__Selected excerpt__:
══════

All blood donations in the U.S. to be tested for Zika; Canadian Blood Services monitoring situation
(OTTAWA) - The U.S. Food and Drug Administration (FDA) announced today its recommendation that all donated blood in the United States and its territories be tested for the Zika virus. Previously, the FDA had recommended that blood be tested for Zika in areas where there is active spread of the virus among mosquitoes. Now, all states are being asked to test their donated blood for the virus after considering evidence pertaining to its transmission in the U.S.
Canadian Blood Services and Héma-Québec, Quebec’s blood operator, are carefully monitoring the Zika virus in the United States and are taking this situation seriously. At this time, there are no changes to our current restrictions already in place to protect Canada’s blood supply against the Zika virus. We’ve determined the risk of the Zika virus entering the Canadian blood system to be extremely low but as we monitor the situation, we are prepared to update our screening criteria should it pose a risk to the Canadian blood supply.

══════

__Data provided__:
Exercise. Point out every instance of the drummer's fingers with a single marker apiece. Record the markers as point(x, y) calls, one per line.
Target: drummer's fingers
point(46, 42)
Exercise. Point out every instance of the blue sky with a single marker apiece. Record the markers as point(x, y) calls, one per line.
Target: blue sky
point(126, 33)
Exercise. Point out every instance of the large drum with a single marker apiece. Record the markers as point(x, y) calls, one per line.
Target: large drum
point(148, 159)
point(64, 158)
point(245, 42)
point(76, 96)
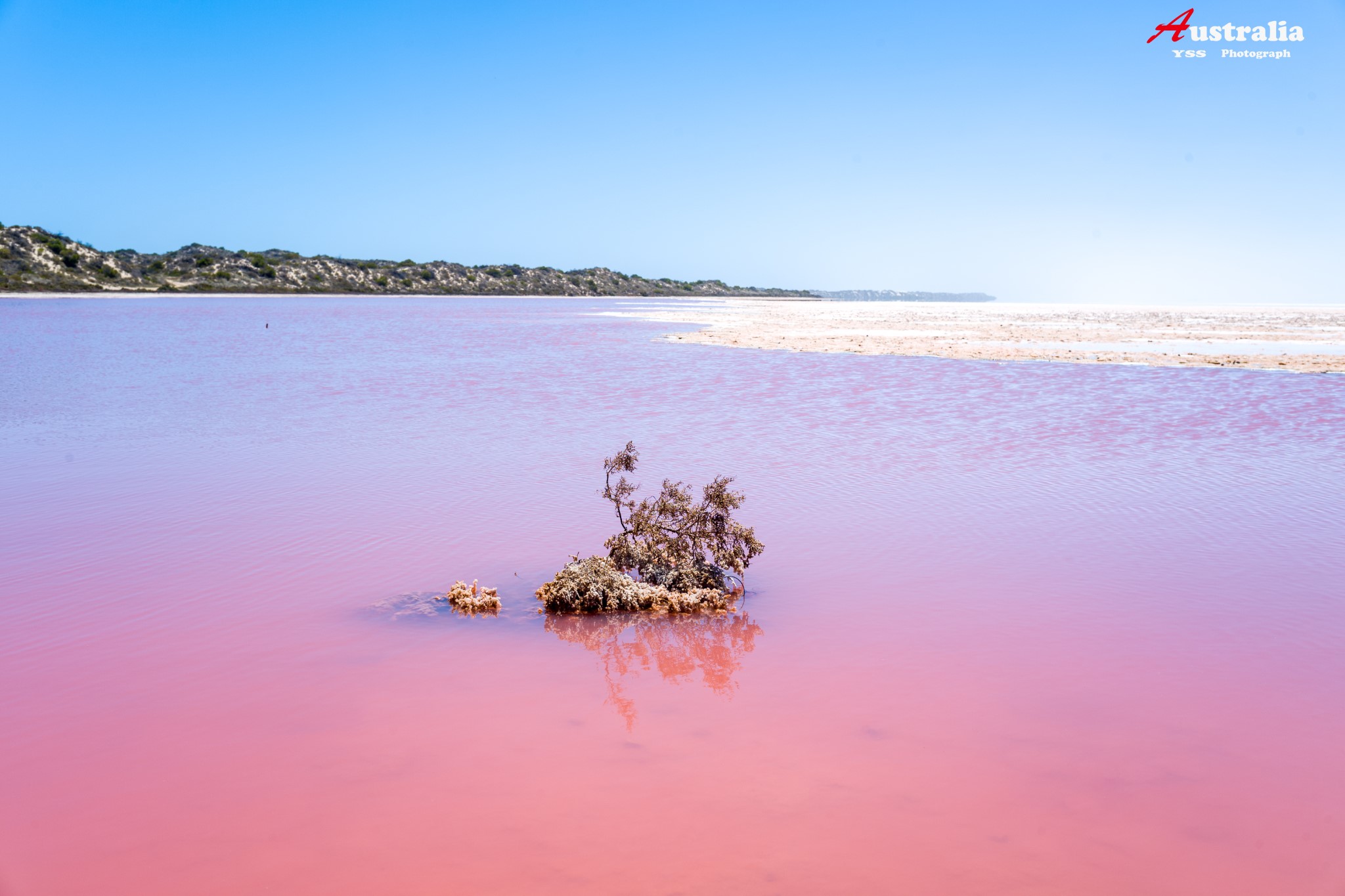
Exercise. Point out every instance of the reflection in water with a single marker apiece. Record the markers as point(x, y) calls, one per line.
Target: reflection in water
point(678, 645)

══════

__Problem requirements__: Which organizations are named in the text about Zika testing of donated blood? List every one.

__Task solution__:
- U.S. Food and Drug Administration (FDA)
- Canadian Blood Services
- Héma-Québec